(PROVIDED DATA):

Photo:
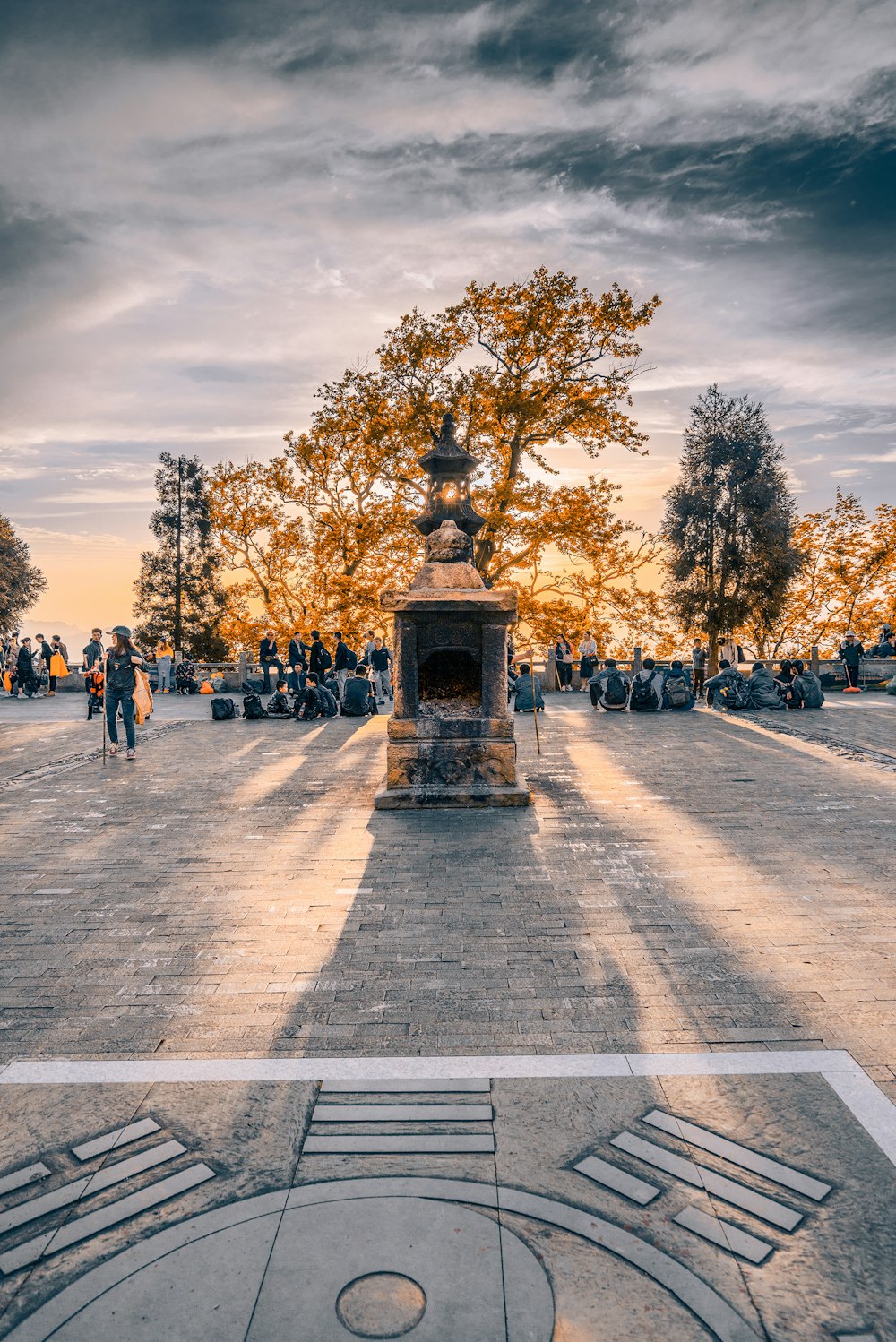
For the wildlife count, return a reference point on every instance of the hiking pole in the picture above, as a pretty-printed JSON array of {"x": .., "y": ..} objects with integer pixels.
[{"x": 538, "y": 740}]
* * *
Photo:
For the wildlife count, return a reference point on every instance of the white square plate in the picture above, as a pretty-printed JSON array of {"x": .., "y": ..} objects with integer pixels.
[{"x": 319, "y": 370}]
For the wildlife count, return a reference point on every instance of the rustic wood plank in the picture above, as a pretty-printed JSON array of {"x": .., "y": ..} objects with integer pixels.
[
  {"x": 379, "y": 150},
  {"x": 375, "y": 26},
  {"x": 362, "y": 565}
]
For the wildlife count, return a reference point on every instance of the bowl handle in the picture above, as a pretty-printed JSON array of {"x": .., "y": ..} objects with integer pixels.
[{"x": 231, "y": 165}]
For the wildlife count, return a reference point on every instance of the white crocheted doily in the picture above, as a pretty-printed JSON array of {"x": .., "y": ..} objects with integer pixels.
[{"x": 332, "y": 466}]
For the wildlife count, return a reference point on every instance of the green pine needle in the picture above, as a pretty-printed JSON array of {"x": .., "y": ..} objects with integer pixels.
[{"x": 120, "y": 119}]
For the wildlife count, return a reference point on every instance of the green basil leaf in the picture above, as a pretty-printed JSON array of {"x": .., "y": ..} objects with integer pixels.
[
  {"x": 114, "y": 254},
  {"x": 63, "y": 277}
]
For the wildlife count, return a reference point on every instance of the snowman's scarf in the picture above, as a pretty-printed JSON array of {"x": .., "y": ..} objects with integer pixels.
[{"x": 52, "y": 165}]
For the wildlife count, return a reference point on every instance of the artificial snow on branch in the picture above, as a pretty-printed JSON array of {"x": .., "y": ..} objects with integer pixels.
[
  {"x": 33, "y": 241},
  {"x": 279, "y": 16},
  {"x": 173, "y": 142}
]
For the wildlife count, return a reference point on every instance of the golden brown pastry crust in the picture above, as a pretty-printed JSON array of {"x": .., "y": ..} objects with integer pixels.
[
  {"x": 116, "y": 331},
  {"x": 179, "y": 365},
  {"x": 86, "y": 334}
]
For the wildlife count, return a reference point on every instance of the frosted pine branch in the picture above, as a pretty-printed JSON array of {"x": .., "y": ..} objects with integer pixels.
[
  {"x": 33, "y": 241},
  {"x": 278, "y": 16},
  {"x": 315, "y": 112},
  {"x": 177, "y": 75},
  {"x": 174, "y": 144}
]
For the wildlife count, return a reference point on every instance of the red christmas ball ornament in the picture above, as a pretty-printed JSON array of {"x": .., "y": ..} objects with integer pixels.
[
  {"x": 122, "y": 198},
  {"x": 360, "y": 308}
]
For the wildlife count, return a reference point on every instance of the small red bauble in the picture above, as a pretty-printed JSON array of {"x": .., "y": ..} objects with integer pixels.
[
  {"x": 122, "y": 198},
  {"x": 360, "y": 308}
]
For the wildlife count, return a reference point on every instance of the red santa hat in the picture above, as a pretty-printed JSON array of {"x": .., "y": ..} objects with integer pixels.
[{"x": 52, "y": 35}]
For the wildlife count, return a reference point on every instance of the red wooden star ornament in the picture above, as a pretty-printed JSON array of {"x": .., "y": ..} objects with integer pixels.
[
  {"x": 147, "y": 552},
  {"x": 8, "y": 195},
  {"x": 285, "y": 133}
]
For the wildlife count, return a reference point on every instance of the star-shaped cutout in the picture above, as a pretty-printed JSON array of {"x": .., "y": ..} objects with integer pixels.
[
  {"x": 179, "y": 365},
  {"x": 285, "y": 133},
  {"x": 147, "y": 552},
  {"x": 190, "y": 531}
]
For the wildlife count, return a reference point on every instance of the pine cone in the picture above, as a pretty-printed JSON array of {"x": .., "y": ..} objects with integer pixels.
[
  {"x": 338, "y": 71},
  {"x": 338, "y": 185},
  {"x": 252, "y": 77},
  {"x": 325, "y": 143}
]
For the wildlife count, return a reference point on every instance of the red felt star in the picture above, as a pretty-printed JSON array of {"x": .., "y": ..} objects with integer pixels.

(PROBLEM TO SOLVE): Can you render the records as a JSON list of strings, one per line with blank lines left out, beginning at the line that has "of the star-shaped" and stopping after the line that has "the red felt"?

(TASK RESPONSE):
[
  "For the wildlife count, return a reference point on every instance of the star-shaped cutout in the picture above, as a pretty-printed JSON array of {\"x\": .., \"y\": ..} objects with integer pixels.",
  "[",
  "  {\"x\": 179, \"y\": 365},",
  "  {\"x\": 285, \"y\": 133},",
  "  {\"x\": 147, \"y\": 552},",
  "  {\"x\": 190, \"y\": 531}",
  "]",
  "For the wildlife count, return a reference point on every instance of the pine cone in the picture above, as a pretty-printed JSON array of {\"x\": .., \"y\": ..} objects with integer pixels.",
  "[",
  "  {\"x\": 338, \"y\": 71},",
  "  {\"x\": 338, \"y\": 185},",
  "  {\"x\": 252, \"y\": 77},",
  "  {\"x\": 325, \"y\": 143}",
  "]",
  "For the wildlife count, return a reference point on every instance of the red felt star in the picture above, as a pretty-printed JSON array of {\"x\": .., \"y\": ..} objects with integer pixels."
]